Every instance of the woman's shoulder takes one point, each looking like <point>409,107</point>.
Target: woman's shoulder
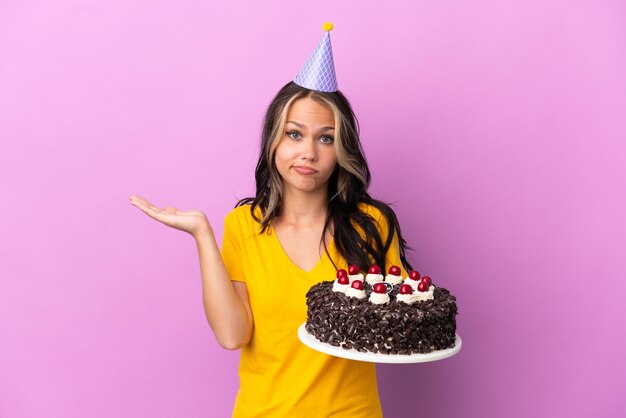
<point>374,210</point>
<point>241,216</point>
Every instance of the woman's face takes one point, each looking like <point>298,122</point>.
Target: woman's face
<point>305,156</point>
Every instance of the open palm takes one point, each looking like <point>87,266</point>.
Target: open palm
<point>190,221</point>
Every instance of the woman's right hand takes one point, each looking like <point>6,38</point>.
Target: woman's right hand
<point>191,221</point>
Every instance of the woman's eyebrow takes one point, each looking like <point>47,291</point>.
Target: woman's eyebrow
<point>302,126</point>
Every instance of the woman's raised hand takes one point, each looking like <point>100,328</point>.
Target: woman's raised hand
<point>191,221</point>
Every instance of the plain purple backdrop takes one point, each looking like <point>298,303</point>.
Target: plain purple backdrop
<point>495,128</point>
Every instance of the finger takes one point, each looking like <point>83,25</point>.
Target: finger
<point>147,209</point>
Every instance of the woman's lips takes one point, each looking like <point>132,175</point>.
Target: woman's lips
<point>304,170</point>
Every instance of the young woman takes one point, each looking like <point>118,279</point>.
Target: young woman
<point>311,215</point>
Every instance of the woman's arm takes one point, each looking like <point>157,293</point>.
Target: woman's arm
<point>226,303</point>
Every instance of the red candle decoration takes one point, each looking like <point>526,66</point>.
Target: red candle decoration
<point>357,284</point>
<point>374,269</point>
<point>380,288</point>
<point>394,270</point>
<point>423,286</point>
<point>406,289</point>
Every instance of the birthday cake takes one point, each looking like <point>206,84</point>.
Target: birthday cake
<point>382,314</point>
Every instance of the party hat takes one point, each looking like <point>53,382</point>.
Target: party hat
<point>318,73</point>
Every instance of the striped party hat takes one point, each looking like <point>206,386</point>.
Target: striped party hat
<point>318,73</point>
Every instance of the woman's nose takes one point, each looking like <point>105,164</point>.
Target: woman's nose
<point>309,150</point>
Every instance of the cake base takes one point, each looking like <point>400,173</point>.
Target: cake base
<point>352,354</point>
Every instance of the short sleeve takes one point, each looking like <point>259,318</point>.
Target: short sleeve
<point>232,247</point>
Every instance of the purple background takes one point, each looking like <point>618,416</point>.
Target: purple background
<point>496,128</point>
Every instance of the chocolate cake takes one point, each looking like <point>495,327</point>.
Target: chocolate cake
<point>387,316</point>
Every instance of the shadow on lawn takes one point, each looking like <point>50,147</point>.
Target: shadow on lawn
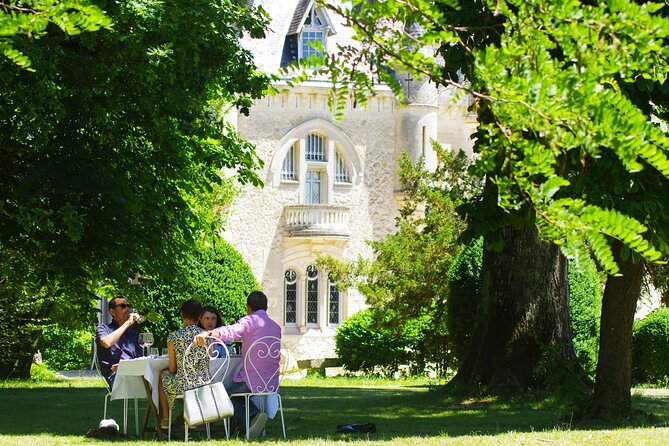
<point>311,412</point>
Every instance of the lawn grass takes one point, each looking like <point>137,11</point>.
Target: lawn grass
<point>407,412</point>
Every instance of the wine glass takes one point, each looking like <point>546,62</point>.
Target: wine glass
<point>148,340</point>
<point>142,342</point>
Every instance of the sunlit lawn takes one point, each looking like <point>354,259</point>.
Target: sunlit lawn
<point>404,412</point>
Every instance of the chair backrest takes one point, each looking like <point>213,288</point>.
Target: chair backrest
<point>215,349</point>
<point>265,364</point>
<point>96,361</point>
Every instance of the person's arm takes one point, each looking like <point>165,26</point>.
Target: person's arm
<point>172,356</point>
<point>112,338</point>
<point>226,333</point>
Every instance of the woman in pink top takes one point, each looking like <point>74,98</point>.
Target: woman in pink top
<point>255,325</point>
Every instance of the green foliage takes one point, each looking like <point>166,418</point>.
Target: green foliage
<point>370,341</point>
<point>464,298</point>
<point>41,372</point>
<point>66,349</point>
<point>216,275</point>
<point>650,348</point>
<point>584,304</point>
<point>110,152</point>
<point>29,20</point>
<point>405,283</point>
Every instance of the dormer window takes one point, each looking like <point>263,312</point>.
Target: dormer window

+---+

| EXERCISE PROMPT |
Transcribe the data from its first line through the line holding "<point>241,216</point>", with both ends included, and leave the pictures out.

| OUTPUT OF THE TASK |
Every instance of the woman's shoulder takes one point, each looking like <point>409,107</point>.
Target: woman's shoulder
<point>374,210</point>
<point>241,216</point>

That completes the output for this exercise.